Discours de Robert Ophèle, président de l'AMF - Conférence Banque de France/Université d'Orléans : "Crypto-actifs et cybersécurité : innovations et défis - Les enjeux de la régulation des cryptoactifs" (Université d'Orléans) - 15 octobre 2021

Seul le prononcé fait foi

L’essor des crypto-actifs est un phénomène majeur qui n'en est, je pense, qu’à ses débuts. Or, c’est un domaine qui est très peu réglementé et où les risques sont immenses. Au-delà même des questions liées à leur valorisation, tant en niveau qu’en volatilité, on sait que c’est un terrain fertile pour :

  • le blanchiment et le financement d’activités illicites y compris le terrorisme, avec ses logiciels qu’on vous propose pour effacer les traces de vos transactions,
  • les fragilités liées aux architectures techniques y compris lorsqu’on cherche à développer une inter-opérabilité entre elles,
  • les commercialisations abusives et souvent totalement fictives auprès d’épargnants crédules.

Et pourtant, nous avons très tôt considéré, à l’AMF, que la digitalisation des actifs et le recours à la technologie des registres distribués constituaient des sources majeures d’innovation qu’il convenait d’accompagner voire d’encourager.

Nous avons ce soir des experts sur la technologie blockchain et mon propos va donc lui plutôt se concentrer sur le défi que représente cet essor des crypto-actifs pour les régulateurs.

Lorsque nous avons commencé à travailler sérieusement sur le sujet à l’AMF, c’était en 2017, la première question que nous nous sommes posée était complètement existentielle. Elaborer une réglementation dans un domaine en pleine ébullition où les innovations sont multiples, élaborer une réglementation nationale sur des produits pour lesquels la notion de frontières n’a pas de sens et parfois même est précisément une notion que le produit cherche à abolir, cela fait-il sens ?

Quand on hésite, on consulte, et nous avons donc effectué, en 2017, une première analyse juridique du phénomène et consulté la Place sur un possible cadre réglementaire des crypto-actifs titres et des prestataires de services sur ces crypto-actifs.

#### Travail à réaliser
Pouvez-vous mettre à jour le passage du discours sur les crypto-actifs qui commence aux mots « Nous avons ce » et s'arrête après « cela fait-il sens ? », en remplaçant « régulateurs » par « superviseurs » ?

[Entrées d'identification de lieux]
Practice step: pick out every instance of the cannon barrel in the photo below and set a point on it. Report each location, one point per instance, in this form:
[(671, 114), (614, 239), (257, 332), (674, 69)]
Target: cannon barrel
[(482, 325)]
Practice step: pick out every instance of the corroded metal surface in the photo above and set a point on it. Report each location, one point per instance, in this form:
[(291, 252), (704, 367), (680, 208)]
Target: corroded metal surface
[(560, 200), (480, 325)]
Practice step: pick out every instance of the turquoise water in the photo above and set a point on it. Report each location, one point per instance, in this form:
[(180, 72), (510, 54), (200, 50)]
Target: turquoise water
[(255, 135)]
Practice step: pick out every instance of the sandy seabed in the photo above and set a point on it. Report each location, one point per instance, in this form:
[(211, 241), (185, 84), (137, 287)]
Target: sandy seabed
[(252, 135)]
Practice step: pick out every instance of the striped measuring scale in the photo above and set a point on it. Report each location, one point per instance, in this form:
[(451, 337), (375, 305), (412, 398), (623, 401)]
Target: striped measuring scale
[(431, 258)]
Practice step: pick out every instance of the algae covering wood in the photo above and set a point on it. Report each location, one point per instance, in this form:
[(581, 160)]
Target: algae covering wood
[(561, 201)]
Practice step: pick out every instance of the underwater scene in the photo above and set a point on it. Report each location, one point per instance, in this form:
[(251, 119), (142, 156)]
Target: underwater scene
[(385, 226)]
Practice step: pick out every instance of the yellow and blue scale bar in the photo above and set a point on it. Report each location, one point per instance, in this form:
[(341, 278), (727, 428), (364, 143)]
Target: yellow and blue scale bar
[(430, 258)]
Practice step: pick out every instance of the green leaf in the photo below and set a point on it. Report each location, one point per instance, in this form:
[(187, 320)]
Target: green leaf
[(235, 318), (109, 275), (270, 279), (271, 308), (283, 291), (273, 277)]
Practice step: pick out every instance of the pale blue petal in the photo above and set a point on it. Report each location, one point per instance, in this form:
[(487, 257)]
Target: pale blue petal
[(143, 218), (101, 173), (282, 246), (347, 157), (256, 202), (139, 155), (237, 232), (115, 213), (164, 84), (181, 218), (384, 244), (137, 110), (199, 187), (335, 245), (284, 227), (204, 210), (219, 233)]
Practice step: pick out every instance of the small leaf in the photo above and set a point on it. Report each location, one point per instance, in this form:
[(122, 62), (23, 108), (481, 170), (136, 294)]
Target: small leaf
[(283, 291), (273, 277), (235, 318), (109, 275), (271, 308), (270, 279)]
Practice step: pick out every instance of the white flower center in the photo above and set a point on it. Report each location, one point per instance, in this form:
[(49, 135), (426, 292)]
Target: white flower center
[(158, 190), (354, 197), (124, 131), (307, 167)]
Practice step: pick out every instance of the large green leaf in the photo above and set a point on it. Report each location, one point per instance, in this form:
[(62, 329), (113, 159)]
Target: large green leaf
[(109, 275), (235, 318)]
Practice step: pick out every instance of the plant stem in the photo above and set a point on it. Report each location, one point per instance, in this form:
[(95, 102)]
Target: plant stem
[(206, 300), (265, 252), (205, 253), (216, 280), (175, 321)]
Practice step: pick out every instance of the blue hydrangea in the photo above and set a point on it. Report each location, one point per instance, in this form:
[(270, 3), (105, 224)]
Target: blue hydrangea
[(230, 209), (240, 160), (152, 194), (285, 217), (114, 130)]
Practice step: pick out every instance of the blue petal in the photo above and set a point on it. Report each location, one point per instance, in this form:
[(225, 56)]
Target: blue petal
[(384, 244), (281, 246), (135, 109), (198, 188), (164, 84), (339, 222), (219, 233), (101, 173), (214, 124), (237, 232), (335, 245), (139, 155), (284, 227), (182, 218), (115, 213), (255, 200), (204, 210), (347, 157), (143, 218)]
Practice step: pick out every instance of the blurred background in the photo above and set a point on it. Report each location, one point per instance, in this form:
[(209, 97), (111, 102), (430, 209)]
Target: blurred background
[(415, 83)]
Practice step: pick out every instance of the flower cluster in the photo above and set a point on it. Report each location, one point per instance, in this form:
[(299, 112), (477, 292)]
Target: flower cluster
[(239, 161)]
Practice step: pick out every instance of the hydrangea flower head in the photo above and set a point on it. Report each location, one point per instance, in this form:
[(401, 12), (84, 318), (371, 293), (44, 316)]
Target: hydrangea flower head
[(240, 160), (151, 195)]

#### Résultat obtenu
Nous avons ce soir des experts sur la technologie blockchain et mon propos va donc lui plutôt se concentrer sur le défi que représente cet essor des crypto-actifs pour les superviseurs.

Lorsque nous avons commencé à travailler sérieusement sur le sujet à l’AMF, c’était en 2017, la première question que nous nous sommes posée était complètement existentielle. Elaborer une réglementation dans un domaine en pleine ébullition où les innovations sont multiples, élaborer une réglementation nationale sur des produits pour lesquels la notion de frontières n’a pas de sens et parfois même est précisément une notion que le produit cherche à abolir, cela fait-il sens ?